··· Supplied passage

Another thing to look at is how long the ticket has been a problem for and if it still applies to the latest version of Rails. Take for example this ticket which has been a problem since the 9th of January last year, when Rails 2.2 was the latest version. It’s still a problem in Rails 3, and this means it needs to be fixed. If one guy is suffering, how many other people who have not seen that ticket are? We must go through and judge every ticket before a major release. If I was in charge of a release process, this is how I would run the show. When I release a major version of my project, I want a clean slate, well, at least no bugs. Admittedly there may be some people who miss out on feature requests, but that’s what future releases are for.
Pissing on the fire
I think the Bugmash events are freakin’ awesome. But they only “piss on the fire”. What we need is a concentrated stream (think Amazon River) to quell the beast of 900+ tickets. Donate some of your time to the Rails project. Spend a concerted amount of your spare time this week, and next week, and the week after that, going through the tickets and finding something you can help fix. Every little bit of effort helps.
The Rails core team has only so much effort it can apply in any given timeframe, how about applying some of your own to speed up the process of bringing us closer to a final Rails 3 release?

······
··· Extracted records

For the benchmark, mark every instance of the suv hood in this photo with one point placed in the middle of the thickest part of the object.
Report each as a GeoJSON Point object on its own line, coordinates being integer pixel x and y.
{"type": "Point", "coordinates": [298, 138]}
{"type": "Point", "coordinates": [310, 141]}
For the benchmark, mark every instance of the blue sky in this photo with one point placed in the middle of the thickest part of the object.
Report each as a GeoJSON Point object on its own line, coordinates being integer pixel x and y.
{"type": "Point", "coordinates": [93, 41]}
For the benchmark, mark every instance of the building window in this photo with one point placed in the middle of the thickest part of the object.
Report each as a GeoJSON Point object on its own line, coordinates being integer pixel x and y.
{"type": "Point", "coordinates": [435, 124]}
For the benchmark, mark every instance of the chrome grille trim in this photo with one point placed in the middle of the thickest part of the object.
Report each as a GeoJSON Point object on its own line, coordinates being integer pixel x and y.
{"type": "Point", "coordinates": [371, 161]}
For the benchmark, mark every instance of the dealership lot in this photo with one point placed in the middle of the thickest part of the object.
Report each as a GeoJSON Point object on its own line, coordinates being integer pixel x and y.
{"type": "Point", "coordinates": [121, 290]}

······

- [Requirement A]:
Answer these from the Rails ticket passage, one per line:
(i) Since what date has the example ticket been a problem?
(ii) Which Rails version was the latest when that ticket first came up?
(iii) How many tickets does the passage say the "concentrated stream" must quell?
- [Requirement B]: List every week in which the Rails ticket passage asks readers to spend their spare time going through tickets.
- [Requirement C]: Pick up the Rails ticket passage after its final sentence and keep writing.

- [Written answer A]:
(i) The 9th of January last year
(ii) Rails 2.2
(iii) 900+

- [Written answer B]: This week, next week, and the week after that.

- [Written answer C]:
I ask you, not as a Ruby on Rails core member (clarification: I’m not, nor desire to ever be “core”), but as a fellow Rails guy: let’s keep this Rails beast alive and kicking. Take some time out of watching your porn and actually do something useful. Otherwise, you are just another leech hanging on the side and whining about “it’s been so long between releases”. Did you ever stop to think that: “maybe there’s something holding up the release?” or “maybe there’s something holding up the release that I can help with?”.
Give back to the community that has provided this wonderful framework for your benefit.
Please.
Extra Links
Dan Pickett also has similar advice on contributing back to Rails 3. He makes a good point that if you are able to demonstrate that you have contributed to Rails that it looks awesome on your CV / Resume.
Kristopher Murata writes from the point of view who hasn’t contributed all that much to Rails, but really wants to.
Greetings YCombinator people! Thanks for making this story one of your favourites (peaked at #4). I have commented on your comments left on YCombinator and I appreciate the time you have spent writing them. I look forward to keeping up the correspondence.
Greetings also to the Ruby sub-reddit crew. Thank you for making this your 3rd most popular post and your comments (no matter how critical, all comments are good)
Tags: contributing, rails, rant

April 10th, 2010 at 4:37 pm
Great post, Ryan. I’ve checked out the bug list for rails and I have to admit it was really overwhelming.
But the fact of the matter is, if you’re a developer, no matter how new–if you’re able to learn this stuff, it means you probably have what it takes to do some problem solving and fix some bugs.
I’m going to contribute.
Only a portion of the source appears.